— Start Source material —
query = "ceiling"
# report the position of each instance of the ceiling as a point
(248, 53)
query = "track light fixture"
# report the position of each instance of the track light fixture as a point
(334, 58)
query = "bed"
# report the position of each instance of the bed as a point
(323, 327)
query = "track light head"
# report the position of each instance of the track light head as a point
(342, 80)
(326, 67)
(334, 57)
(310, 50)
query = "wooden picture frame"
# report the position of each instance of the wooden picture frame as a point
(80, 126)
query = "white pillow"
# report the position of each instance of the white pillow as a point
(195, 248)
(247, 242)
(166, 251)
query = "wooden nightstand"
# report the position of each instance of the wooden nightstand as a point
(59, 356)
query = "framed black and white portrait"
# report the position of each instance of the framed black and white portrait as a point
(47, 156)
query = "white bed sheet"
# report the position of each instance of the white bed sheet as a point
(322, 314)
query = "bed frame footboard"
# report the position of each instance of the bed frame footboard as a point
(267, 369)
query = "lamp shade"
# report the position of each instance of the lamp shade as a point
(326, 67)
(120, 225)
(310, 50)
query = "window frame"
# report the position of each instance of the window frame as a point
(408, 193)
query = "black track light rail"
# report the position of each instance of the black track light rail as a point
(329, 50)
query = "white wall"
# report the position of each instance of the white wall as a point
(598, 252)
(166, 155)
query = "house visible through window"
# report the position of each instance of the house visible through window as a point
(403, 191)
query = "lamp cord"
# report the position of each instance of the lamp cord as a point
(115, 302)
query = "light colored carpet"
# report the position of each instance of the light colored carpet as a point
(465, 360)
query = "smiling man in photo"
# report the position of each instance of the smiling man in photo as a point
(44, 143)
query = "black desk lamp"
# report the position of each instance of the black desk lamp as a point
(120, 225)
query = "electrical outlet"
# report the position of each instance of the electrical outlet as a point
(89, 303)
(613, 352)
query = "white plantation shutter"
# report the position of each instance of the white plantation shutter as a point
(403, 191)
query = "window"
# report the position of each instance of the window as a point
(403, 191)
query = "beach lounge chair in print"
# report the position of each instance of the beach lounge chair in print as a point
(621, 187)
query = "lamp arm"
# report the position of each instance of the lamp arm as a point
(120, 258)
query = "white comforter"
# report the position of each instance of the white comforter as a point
— End Source material —
Exercise aim >> All of the material above needs to be retyped word for word.

Exercise solution >>
query = "ceiling"
# report the position of each instance of the ceiling as a point
(248, 53)
query = "track light fixture"
# report the position of each instance of the track light fixture as a point
(334, 58)
query = "bed"
# report the position of each instance of the bed as a point
(323, 327)
query = "track light head"
# report the position of each instance of the track light head as a point
(342, 80)
(326, 67)
(334, 57)
(310, 50)
query = "wooden picture frame"
# report the position of each instance of the wooden picture frame as a point
(80, 126)
query = "white pillow"
# report the position of each instance of the white pillow as a point
(195, 248)
(247, 242)
(166, 251)
query = "wooden nightstand"
# report the position of each instance of the wooden nightstand as a point
(59, 356)
query = "framed black and white portrait"
# report the position of each instance of the framed black and white portrait as a point
(47, 156)
query = "white bed sheet"
# report the position of each instance of the white bed sheet as a point
(322, 314)
query = "bed frame footboard"
# report the position of each instance of the bed frame footboard as a point
(267, 369)
query = "lamp shade"
# report the position of each instance of the lamp shade as a point
(326, 67)
(120, 225)
(310, 50)
query = "window frame"
# report the position of each instance of the window frame as a point
(408, 193)
query = "black track light rail"
# report the position of each instance of the black track light rail as a point
(329, 50)
query = "white wall"
# report the position of each instance of the white wall as a point
(598, 252)
(166, 155)
query = "house visible through window"
# report the position of each instance of the house visible through window as a point
(403, 191)
query = "lamp cord"
# report the position of each instance of the lamp cord as a point
(115, 302)
query = "light colored carpet"
# report the position of each instance of the light colored carpet as a point
(465, 360)
query = "smiling man in photo"
# report the position of each instance of the smiling man in photo as a point
(44, 143)
query = "black desk lamp"
# report the position of each instance of the black desk lamp as a point
(120, 225)
query = "electrical outlet"
# report the position of each instance of the electrical outlet as a point
(89, 303)
(613, 352)
query = "white plantation shutter"
# report the position of each instance of the white plantation shutter as a point
(403, 191)
query = "window"
# report the position of each instance of the window as a point
(403, 191)
query = "beach lounge chair in print"
# report the position of each instance of the beach lounge chair in print as a point
(621, 187)
query = "lamp arm"
# report the position of each instance of the lamp arm as a point
(120, 258)
query = "white comforter"
# report the position of each instance of the white comforter as a point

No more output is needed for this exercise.